(SOURCE DATA)

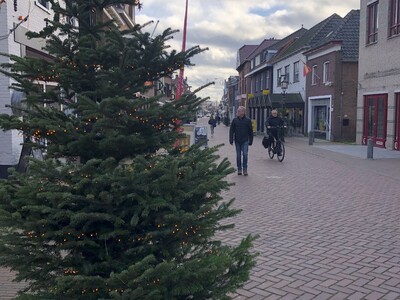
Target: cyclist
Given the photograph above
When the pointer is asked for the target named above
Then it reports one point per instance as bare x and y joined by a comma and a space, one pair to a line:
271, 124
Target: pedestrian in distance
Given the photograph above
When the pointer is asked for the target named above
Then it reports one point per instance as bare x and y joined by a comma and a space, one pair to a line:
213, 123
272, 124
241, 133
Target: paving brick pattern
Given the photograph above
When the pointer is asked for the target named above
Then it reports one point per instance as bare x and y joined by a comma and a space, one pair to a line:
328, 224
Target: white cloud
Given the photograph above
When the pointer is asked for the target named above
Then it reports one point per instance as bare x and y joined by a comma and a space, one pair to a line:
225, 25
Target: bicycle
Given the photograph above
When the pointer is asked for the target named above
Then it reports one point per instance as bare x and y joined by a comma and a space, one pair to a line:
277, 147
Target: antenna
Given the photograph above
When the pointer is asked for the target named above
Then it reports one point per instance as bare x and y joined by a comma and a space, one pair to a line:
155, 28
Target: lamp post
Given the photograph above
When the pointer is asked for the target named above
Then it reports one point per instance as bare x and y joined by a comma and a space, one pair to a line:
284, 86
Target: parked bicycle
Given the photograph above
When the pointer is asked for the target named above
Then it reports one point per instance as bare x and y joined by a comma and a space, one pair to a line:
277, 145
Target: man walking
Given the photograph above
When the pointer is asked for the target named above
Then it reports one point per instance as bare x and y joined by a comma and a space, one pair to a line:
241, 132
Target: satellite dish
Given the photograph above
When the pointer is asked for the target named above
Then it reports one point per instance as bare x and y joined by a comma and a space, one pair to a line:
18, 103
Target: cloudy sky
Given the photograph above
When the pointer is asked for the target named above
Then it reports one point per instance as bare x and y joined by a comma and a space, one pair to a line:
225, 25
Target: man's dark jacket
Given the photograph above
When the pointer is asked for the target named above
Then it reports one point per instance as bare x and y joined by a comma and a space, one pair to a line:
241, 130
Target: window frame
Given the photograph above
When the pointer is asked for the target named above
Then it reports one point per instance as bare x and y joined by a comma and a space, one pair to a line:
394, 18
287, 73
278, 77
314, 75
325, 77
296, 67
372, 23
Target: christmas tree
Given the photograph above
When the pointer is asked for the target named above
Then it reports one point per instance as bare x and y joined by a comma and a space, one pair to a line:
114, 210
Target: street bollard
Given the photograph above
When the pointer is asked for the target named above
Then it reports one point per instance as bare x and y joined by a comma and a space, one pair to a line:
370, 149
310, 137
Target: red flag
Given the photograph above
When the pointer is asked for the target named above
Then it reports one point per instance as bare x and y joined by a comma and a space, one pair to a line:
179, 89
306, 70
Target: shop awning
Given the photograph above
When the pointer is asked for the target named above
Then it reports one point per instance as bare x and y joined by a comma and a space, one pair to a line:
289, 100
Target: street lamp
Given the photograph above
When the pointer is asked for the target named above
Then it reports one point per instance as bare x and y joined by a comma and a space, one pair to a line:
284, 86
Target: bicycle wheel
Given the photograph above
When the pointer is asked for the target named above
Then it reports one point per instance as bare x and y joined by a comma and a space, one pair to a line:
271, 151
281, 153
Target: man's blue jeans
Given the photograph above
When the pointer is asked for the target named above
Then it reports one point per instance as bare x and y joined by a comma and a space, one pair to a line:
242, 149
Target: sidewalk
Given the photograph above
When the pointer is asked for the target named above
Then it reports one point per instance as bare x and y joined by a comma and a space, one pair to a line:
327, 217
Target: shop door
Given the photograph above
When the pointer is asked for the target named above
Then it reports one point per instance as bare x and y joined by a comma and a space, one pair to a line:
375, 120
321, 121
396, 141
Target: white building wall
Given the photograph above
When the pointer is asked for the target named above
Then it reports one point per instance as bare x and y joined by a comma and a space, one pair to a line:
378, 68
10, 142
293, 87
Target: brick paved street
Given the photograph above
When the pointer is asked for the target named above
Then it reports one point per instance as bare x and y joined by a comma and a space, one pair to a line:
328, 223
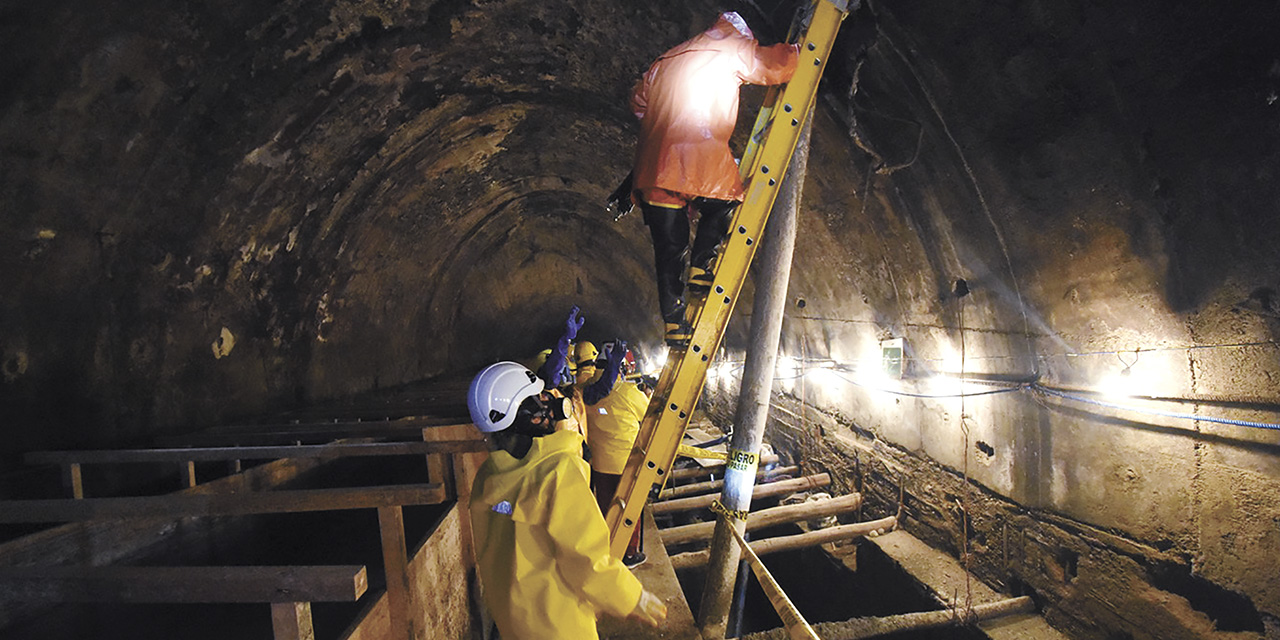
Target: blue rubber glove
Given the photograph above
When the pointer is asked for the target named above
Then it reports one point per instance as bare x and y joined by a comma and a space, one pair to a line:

(End SOURCE DATA)

▶ [WHAT TO PRODUCE] The answer should be only the number of lines in the data that include "white".

▶ [SOLUTION TO THIS PROBLEM] 2